SELECTED TEXT
· · · ·
Sometimes a close call puts everything into perspective, and reminds you of what you are most thankful for.
Yesterday, my mom and I took my daughters to a movie and then to the park. My eldest has just figured out how to swing on the monkey bars and was desperate to show off her new talent to grandma. My youngest, not to be outdone, recently learned how to pump her legs and swing herself and she couldn't wait to get up in the sky and close her eyes and feel like flying.
This kid, my youngest, used to be afraid of swings. It was the one thing she was afraid of, but no more. Now we can officially say she's fearless. As you might expect, this means that my nerves are almost constantly frayed as she leaps from one death-defying act to another. For a kid with no sense of danger, she has made it through four years surprisingly unscathed, but she has had her fair share of minor scrapes and spills.
Which is why, when I first heard her crying from across the playground yesterday, I wasn't overly concerned. I looked over and saw her scooped in my mom's arms and assumed she had fallen and skinned her knee. But there were a lot of people seemingly frozen, staring at her, and there was a man standing in front of my mom saying something which I couldn't hear over the crying, crying which wasn't stopping. I ran.
· · · ·
STORED DATA
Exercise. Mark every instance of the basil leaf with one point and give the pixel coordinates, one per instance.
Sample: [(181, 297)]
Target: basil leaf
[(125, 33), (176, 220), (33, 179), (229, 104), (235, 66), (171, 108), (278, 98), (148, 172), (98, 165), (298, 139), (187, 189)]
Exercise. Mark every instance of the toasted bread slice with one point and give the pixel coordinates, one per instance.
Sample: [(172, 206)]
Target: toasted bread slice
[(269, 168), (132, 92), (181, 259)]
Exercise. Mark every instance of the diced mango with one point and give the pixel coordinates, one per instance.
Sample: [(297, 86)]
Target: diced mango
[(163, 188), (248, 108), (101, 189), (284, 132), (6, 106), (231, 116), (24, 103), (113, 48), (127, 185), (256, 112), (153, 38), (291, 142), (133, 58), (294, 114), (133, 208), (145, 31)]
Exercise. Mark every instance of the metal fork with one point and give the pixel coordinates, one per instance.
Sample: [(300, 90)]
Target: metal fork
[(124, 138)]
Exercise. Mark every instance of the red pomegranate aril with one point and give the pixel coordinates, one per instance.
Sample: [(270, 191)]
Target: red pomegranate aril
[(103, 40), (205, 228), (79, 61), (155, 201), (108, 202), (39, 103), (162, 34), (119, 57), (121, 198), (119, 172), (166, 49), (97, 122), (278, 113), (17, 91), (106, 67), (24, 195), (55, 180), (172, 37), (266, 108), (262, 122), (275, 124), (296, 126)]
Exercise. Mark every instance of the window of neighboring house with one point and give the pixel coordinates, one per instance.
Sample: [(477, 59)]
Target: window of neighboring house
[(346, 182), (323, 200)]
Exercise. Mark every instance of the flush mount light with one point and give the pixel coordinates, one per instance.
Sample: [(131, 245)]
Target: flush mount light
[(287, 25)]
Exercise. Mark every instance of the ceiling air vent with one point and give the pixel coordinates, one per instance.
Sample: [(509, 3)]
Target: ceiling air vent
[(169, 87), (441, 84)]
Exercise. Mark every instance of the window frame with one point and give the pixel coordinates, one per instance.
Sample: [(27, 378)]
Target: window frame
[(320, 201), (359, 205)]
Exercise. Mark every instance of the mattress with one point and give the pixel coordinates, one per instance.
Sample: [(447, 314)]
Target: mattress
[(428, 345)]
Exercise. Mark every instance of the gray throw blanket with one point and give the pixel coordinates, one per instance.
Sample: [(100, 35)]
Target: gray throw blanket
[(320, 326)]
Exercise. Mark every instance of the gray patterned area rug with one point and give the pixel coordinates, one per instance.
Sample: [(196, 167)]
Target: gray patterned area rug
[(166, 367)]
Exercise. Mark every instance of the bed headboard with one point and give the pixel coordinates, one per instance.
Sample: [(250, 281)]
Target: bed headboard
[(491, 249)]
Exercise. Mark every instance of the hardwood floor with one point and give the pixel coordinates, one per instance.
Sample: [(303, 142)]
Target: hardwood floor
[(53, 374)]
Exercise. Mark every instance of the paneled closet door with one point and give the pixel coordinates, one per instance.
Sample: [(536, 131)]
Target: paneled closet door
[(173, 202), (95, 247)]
· · · ·
PROBLEMS AND TASKS
a – Retype the playground passage from "Yesterday, my mom" to "scrapes and spills.".
b – Repeat the rows from the line with "Exercise. Mark every instance of the window frame" to the line with "[(320, 326)]", both included.
The playground passage and the rows are unrelated material.

IN RESPONSE
a –
Yesterday, my mom and I took my daughters to a movie and then to the park. My eldest has just figured out how to swing on the monkey bars and was desperate to show off her new talent to grandma. My youngest, not to be outdone, recently learned how to pump her legs and swing herself and she couldn't wait to get up in the sky and close her eyes and feel like flying.
This kid, my youngest, used to be afraid of swings. It was the one thing she was afraid of, but no more. Now we can officially say she's fearless. As you might expect, this means that my nerves are almost constantly frayed as she leaps from one death-defying act to another. For a kid with no sense of danger, she has made it through four years surprisingly unscathed, but she has had her fair share of minor scrapes and spills.

b –
Exercise. Mark every instance of the window frame with one point and give the pixel coordinates, one per instance.
Sample: [(27, 378)]
Target: window frame
[(320, 201), (359, 205)]
Exercise. Mark every instance of the mattress with one point and give the pixel coordinates, one per instance.
Sample: [(447, 314)]
Target: mattress
[(428, 345)]
Exercise. Mark every instance of the gray throw blanket with one point and give the pixel coordinates, one per instance.
Sample: [(100, 35)]
Target: gray throw blanket
[(320, 326)]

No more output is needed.